═══ Article ═══

# A-Agent Training - Llama-3.2-3B with GRPO

Model: Llama-3.2-3B-Instruct (3 billion parameters)

Task: Answer logical reasoning questions

Training: SFT + GRPO (reward for correct answers and proper reasoning)

NO emojis

In [None]:
import os
import json
import torch
import random
import re
import gc
from pathlib import Path
from datasets import Dataset
from unsloth import FastLanguageModel
from unsloth.chat_templates import get_chat_template, standardize_sharegpt
from trl import SFTConfig, SFTTrainer, GRPOConfig, GRPOTrainer
from transformers import DataCollatorForSeq2Seq

print("Imports successful")
print(f"PyTorch: {torch.__version__}")
print(f"CUDA: {torch.cuda.is_available()}")

In [None]:
CURATED_DIR = Path("MAIN_CURATED_JSON")
MODELS_DIR = Path("FINAL_MODELS")

MODELS_DIR.mkdir(exist_ok=True)

print(f"Directories ready")

═══ Material provided ═══

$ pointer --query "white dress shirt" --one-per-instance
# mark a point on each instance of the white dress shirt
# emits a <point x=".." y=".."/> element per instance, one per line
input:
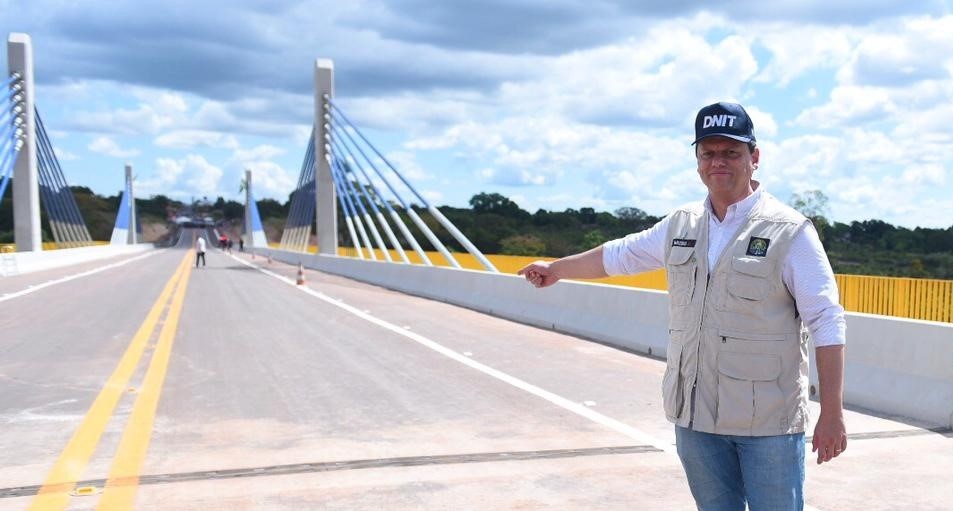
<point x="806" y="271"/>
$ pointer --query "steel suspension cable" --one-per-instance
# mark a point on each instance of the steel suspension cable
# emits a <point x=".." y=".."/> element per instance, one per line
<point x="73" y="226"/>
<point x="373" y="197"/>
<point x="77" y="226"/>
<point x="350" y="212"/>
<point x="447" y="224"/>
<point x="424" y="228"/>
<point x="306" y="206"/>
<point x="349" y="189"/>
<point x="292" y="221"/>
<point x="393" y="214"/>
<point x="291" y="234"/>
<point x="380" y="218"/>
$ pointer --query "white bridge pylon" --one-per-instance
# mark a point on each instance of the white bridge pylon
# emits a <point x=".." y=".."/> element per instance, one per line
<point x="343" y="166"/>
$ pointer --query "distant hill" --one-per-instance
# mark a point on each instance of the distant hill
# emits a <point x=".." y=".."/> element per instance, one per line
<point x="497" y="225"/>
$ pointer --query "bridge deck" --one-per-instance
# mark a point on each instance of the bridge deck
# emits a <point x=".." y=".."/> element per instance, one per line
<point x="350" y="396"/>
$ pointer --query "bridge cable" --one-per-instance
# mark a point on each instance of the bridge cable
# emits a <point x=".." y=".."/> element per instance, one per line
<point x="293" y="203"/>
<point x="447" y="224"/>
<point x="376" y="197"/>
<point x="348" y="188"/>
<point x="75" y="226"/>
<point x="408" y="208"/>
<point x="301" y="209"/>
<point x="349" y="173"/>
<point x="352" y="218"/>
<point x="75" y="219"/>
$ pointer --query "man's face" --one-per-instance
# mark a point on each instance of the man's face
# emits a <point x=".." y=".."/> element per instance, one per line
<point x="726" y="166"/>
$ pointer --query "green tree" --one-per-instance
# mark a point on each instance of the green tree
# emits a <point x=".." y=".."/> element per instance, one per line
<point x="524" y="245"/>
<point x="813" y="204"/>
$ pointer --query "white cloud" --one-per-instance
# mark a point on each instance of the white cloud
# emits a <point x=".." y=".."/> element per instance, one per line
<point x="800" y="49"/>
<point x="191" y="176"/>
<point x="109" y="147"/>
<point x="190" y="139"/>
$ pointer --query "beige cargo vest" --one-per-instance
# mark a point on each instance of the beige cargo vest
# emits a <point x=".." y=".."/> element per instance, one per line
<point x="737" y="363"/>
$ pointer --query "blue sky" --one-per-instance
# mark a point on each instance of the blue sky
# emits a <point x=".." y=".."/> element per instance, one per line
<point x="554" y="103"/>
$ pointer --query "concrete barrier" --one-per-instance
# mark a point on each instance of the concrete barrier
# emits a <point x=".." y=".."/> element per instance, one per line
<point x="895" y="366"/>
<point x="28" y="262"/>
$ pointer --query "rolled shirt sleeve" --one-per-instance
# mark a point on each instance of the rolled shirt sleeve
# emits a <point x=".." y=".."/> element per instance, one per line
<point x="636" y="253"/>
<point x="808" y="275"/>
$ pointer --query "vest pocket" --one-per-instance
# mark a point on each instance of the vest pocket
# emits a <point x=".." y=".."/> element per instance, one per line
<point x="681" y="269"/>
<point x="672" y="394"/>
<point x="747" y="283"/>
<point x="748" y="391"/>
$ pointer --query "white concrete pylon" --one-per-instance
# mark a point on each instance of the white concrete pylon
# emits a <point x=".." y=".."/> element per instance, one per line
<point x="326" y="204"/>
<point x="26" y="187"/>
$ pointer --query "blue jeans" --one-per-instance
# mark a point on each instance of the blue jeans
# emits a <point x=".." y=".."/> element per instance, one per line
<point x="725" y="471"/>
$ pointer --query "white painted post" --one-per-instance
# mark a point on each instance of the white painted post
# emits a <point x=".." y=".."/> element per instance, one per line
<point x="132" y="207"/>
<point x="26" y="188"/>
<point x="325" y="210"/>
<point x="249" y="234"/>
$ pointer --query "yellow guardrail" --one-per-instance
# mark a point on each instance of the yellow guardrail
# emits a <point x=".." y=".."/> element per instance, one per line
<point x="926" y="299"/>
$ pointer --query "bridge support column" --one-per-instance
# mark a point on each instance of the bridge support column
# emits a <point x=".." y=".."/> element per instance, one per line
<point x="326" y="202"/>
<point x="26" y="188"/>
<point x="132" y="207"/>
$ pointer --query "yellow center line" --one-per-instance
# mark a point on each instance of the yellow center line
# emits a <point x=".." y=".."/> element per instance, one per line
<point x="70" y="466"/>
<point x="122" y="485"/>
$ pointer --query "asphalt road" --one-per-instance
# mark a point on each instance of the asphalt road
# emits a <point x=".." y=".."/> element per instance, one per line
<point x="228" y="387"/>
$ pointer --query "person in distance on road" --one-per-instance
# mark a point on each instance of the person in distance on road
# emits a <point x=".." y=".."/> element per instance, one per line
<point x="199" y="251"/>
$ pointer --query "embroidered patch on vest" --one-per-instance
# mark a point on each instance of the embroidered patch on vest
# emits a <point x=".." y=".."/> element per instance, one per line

═══

- **Challenge 1**: List every module the training notebook brings in with a plain "import" statement, not a "from" statement.
- **Challenge 2**:
Answer these questions from the training notebook.
(a) How many parameters does the model have?
(b) What task is the model trained to do?
(c) What directory name is assigned to MODELS_DIR?

- **Full response 1**: os, json, torch, random, re, gc

- **Full response 2**:
(a) 3 billion
(b) Answer logical reasoning questions
(c) FINAL_MODELS